SOURCE PASSAGE

------------------------------------------------------------------------

- Born: Martha Katz 1941 (age 84–85) Debrecen, Hungary
- Education: New Utricht high school, Brooklyn; Brooklyn College
- Relatives: Jason Greenblatt, Eli Rubenstein (nephews)
- Awards: Garvan-Olin Medal (American Chemical Society)
- Scientific career
- Fields: Solid-state chemistry
- Institutions: Rutgers University; Chiclets Chewing Gum Company; Weizmann Institute, Israel; Clarendon Laboratory, Oxford University; Bell Laboratories, Murray Hill,
- Academic advisors: Herman Marks. Rudy Marcus

= Martha Greenblatt =

Hungarian-American chemist

Martha Greenblatt is a chemist, researcher, and faculty member at Rutgers University, New Brunswick, New Jersey. As of January 2008 she was the only female chair of a science department in the School of Arts and Science. Greenblatt took the position of chair of the chemistry department at Rutgers while pursuing research interests in solid state inorganic chemistry. She was also the recipient of the 2003 American Chemical Society's Garvan-Olin Medal – a national award given yearly to an outstanding woman chemist. In 2004, she became Board of Governors Professor of Chemistry at Rutgers.

------------------------------------------------------------------------

WRITTEN REQUEST 1
In the Martha Greenblatt biography, what position did she take at Rutgers in 2004?
WRITTEN REQUEST 2
Write the next part of the Martha Greenblatt biography, starting after its final sentence.

------------------------------------------------------------------------

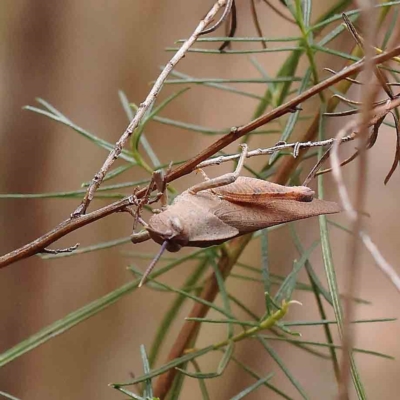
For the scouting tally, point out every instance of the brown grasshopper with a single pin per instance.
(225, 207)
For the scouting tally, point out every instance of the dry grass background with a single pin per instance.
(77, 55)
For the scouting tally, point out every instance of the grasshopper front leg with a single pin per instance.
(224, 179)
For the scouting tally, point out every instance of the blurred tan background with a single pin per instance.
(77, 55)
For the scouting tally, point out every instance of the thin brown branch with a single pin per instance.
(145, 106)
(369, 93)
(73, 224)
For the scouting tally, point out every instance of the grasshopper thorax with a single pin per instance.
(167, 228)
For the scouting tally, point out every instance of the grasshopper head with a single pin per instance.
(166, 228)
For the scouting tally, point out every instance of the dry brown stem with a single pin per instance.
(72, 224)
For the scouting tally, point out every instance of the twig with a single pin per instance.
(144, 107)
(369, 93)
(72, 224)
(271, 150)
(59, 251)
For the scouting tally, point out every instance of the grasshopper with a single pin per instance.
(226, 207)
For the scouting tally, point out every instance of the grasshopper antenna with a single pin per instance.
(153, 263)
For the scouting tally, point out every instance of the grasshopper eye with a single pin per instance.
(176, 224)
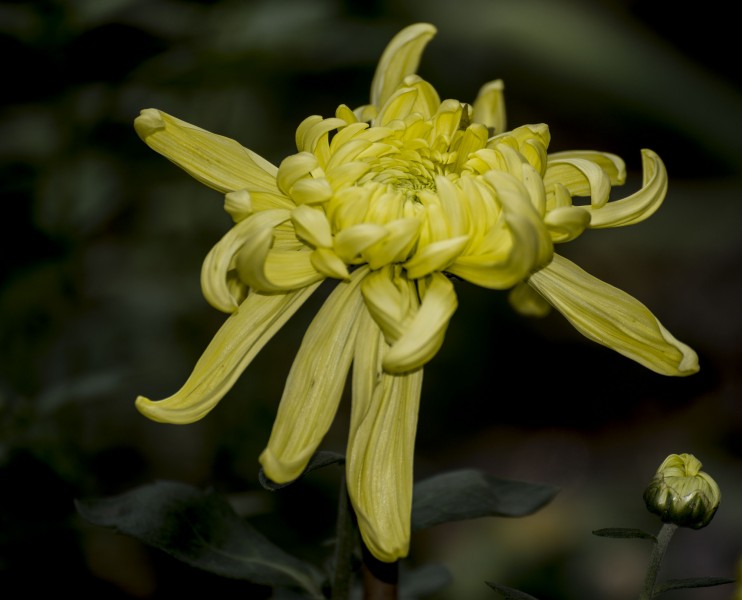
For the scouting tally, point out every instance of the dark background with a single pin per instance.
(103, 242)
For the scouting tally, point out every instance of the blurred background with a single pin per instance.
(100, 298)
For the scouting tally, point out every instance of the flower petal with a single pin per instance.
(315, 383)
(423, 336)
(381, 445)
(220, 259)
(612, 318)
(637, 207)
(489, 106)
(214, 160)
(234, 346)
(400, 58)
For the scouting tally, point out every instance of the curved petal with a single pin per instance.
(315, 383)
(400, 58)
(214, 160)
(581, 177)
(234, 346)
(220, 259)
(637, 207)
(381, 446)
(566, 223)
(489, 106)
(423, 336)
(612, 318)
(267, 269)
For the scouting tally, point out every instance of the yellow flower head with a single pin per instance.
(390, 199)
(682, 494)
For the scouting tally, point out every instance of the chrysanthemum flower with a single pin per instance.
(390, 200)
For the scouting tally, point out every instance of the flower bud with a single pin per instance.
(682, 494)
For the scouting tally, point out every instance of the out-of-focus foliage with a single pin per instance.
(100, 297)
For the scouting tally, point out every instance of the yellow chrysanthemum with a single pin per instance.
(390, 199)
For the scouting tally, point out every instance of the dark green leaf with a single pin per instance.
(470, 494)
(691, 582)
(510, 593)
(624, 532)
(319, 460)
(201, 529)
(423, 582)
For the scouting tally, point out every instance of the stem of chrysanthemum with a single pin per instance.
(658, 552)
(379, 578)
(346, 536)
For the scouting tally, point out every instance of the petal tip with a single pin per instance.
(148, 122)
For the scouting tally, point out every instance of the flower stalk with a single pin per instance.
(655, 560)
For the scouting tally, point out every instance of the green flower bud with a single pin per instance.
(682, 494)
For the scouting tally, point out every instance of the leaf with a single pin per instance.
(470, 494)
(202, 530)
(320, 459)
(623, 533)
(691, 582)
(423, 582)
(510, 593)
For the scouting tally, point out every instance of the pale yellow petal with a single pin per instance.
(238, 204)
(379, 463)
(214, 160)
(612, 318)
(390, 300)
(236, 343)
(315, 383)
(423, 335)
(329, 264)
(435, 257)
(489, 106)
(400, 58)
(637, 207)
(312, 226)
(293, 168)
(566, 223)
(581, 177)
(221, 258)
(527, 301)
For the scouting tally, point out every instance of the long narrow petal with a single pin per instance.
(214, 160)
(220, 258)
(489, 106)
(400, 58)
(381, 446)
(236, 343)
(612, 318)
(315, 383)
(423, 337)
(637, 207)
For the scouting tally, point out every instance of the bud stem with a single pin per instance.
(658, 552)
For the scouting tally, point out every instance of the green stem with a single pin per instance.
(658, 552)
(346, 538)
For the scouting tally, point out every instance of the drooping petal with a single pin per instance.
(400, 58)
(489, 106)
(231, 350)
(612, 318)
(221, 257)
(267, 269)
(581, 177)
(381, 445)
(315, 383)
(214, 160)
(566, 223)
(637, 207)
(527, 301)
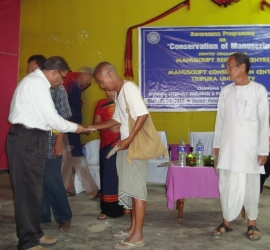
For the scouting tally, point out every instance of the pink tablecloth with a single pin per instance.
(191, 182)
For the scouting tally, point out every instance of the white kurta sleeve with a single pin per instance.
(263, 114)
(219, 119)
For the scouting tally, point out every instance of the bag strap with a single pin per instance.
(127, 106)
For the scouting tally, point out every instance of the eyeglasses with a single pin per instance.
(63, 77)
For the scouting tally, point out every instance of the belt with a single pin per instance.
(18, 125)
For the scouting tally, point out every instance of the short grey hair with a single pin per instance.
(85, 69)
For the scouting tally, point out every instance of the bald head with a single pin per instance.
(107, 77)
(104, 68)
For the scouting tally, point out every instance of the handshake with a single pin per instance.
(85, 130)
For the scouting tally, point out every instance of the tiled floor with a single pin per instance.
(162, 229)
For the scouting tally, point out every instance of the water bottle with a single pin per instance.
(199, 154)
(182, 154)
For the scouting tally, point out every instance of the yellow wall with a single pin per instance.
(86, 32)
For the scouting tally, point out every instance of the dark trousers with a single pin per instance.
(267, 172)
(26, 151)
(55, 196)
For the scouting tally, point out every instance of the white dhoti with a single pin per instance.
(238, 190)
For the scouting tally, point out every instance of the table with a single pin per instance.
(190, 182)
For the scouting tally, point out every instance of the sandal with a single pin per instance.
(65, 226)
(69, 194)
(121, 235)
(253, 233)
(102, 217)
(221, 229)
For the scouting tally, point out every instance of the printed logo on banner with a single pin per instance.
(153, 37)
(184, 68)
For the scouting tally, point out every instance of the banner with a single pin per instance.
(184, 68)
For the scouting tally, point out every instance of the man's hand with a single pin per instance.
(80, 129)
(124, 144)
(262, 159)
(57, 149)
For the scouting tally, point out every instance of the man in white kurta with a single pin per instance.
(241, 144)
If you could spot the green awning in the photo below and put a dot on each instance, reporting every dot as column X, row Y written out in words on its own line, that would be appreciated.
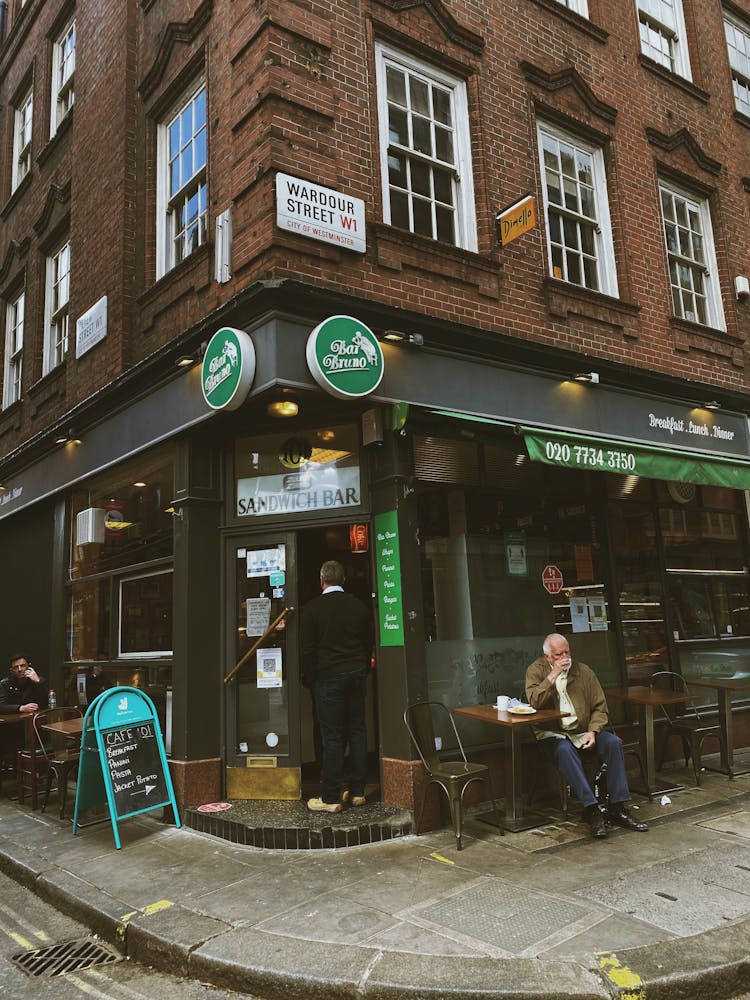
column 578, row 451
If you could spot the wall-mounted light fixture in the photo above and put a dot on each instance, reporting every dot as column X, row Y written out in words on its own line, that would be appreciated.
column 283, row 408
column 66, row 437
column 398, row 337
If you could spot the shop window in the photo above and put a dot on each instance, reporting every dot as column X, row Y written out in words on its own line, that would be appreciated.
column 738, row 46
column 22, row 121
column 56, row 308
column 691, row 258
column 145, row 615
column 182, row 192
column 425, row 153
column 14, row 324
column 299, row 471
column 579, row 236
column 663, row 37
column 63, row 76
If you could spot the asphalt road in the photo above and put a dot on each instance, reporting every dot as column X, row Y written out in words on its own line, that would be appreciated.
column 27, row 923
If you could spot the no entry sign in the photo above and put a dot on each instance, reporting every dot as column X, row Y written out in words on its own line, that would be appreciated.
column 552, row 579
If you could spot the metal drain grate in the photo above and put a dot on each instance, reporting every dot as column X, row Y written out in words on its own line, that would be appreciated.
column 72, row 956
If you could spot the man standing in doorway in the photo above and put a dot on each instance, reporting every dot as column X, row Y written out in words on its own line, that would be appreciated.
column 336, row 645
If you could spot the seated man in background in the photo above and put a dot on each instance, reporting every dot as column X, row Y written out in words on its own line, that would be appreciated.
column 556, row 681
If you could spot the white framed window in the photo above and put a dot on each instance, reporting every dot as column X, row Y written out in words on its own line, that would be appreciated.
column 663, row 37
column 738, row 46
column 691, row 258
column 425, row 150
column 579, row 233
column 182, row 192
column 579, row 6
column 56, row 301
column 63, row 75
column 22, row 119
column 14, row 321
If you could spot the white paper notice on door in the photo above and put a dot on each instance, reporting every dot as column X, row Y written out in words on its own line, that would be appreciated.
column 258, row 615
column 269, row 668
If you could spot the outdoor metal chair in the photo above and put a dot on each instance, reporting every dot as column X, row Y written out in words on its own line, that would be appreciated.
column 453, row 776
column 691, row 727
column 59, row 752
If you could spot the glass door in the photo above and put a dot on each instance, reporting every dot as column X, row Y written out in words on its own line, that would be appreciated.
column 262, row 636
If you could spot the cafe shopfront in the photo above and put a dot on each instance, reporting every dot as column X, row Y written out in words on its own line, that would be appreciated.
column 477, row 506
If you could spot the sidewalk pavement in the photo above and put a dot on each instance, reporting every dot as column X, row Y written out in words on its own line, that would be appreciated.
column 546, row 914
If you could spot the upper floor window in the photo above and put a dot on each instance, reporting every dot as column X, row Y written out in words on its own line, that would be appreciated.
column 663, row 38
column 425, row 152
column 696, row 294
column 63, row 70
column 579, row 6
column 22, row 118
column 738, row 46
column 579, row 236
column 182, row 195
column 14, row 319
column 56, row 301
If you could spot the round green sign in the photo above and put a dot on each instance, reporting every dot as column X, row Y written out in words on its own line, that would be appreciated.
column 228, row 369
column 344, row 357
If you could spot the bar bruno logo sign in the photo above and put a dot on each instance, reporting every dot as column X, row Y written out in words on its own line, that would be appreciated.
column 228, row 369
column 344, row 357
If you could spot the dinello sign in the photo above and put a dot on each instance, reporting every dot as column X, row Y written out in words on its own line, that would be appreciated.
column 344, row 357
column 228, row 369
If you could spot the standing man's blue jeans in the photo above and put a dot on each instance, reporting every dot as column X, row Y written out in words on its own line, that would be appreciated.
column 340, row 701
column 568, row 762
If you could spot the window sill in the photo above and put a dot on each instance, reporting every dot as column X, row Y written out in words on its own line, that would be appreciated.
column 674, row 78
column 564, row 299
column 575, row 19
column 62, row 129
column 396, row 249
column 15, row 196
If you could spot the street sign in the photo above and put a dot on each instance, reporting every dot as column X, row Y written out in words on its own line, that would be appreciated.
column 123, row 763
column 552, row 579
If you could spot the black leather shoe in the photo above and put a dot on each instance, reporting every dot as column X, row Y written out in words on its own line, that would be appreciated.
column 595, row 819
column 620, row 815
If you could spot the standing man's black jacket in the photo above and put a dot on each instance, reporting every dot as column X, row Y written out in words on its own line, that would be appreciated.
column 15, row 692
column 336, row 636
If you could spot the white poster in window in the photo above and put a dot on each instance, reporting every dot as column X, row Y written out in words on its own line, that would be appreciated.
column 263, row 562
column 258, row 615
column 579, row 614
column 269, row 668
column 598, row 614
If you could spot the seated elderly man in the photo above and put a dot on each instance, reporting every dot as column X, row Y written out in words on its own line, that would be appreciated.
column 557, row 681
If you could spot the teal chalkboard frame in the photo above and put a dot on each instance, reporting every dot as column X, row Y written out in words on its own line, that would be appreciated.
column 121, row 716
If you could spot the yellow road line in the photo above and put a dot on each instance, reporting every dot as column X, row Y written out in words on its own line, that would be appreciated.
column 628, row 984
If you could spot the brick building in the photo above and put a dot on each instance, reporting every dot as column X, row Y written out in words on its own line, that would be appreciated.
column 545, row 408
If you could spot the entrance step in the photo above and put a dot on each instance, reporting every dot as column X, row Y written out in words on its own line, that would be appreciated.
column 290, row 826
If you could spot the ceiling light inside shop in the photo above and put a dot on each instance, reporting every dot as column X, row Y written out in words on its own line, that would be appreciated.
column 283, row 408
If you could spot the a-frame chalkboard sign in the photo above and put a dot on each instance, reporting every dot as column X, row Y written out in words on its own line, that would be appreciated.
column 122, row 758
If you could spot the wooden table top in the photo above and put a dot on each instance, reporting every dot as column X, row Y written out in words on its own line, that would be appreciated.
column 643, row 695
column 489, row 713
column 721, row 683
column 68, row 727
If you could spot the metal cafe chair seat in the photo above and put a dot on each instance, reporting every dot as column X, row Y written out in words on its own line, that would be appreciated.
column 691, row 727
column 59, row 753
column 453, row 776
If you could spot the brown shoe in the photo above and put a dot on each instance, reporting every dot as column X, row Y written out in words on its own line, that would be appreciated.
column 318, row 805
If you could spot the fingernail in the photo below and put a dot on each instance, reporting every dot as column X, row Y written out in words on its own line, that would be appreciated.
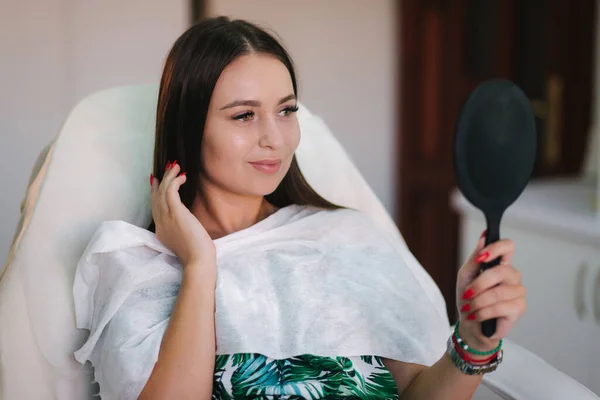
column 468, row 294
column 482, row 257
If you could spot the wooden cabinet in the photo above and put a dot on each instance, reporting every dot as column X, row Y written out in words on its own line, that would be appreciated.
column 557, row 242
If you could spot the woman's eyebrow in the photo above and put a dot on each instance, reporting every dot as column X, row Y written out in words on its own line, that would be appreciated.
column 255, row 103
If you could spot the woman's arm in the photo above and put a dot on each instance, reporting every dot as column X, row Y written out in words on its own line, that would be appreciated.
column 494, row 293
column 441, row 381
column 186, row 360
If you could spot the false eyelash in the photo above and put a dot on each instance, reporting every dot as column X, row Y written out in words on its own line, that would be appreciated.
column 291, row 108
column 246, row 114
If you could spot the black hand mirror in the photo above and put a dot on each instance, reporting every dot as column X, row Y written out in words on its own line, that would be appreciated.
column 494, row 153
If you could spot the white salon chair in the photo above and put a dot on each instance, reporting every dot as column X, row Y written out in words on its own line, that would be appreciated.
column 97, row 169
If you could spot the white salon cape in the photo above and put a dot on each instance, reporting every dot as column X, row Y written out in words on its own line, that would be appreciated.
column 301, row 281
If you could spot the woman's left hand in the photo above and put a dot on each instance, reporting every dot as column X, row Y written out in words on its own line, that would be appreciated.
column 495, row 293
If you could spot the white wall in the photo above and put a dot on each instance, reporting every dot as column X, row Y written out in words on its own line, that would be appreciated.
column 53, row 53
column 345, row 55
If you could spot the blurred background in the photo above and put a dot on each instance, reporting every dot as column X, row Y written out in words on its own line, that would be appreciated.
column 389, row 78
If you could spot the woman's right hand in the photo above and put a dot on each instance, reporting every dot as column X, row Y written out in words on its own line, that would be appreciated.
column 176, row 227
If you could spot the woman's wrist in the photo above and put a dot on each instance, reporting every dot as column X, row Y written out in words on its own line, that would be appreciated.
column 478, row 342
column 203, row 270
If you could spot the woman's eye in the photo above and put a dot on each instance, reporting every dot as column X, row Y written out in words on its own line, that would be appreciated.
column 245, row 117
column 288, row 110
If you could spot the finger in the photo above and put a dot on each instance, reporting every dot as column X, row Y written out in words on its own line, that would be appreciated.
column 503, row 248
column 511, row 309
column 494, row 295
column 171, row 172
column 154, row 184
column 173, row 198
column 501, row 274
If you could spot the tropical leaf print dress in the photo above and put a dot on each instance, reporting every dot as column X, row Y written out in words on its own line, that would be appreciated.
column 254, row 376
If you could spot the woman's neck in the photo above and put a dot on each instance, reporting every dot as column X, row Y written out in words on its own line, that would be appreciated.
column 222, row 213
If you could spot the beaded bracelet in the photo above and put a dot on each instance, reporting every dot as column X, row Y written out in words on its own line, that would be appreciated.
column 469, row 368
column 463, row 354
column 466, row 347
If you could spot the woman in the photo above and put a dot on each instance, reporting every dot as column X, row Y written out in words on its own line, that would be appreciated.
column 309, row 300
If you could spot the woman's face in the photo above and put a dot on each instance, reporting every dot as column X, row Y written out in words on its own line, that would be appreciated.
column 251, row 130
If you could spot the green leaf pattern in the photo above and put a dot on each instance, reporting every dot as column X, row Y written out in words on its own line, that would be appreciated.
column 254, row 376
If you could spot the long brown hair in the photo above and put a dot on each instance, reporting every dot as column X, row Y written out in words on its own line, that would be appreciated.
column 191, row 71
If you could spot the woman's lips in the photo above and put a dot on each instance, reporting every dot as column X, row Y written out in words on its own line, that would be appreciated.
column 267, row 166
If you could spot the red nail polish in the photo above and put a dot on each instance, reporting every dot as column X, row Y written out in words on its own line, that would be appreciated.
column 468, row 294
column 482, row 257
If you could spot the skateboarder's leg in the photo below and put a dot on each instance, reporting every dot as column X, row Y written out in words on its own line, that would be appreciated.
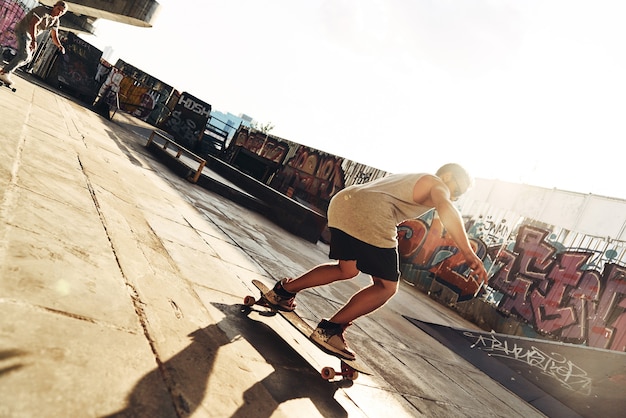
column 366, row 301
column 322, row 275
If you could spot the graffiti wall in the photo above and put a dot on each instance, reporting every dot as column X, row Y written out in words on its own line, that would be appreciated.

------------------------------------------------------------------------

OUTPUT 1
Board of Governors Professor of Chemistry

OUTPUT 2
== Early life ==
Greenblatt was born Martha Katz in Debrecen, Hungary in 1941. During WW II her father escaped from a Nazi labor camp. Greenblatt, her mother, and 6 month-old brother were on a train to Auschwitz when it changed directions and they were saved. Greenblatt, her mother and brother lived in Vienna until the war ended. They returned to Hungary to their apartment, where they found Greenblatt's father. In October 1956, after attending gymnasium in Debrecen for one year and one month, Hungarians rebelled against the Soviet occupation. During the chaos of the revolt Greenblatt, who was not quite 16 years old at the time, escaped with two friends to Vienna, in December 1956. In January 1957 she arrived in New York City. She enrolled in New Utricht high school in Brooklyn, and then enrolled at Brooklyn College in fall, 1958.

== Family ==
Greenblatt is the first cousin through marriage of Robert Greenblatt, an anti-war activist, who was also deported at a young age from Debrecen to an Austrian labour camp in 1944. She is the aunt of Jason Greenblatt, former executive vice president and chief legal officer to Donald Trump and The Trump Organization, and Holocaust educator, activist, and filmmaker, Eli Rubenstein.

== Education ==
In January 1962 she received a BSc (cum laude) in Chemistry from Brooklyn College. Greenblatt studied under Professor Herman Marks, taking his famous Introduction to Polymer course. Rudy Marcus was her chemical physics professor, who later received the Nobel Prize in Chemistry for work he did at Brooklyn Polytechnic Institute in the 1950s and 1960s. She earned her Ph.D. from the Brooklyn Polytechnic Institute in 1967.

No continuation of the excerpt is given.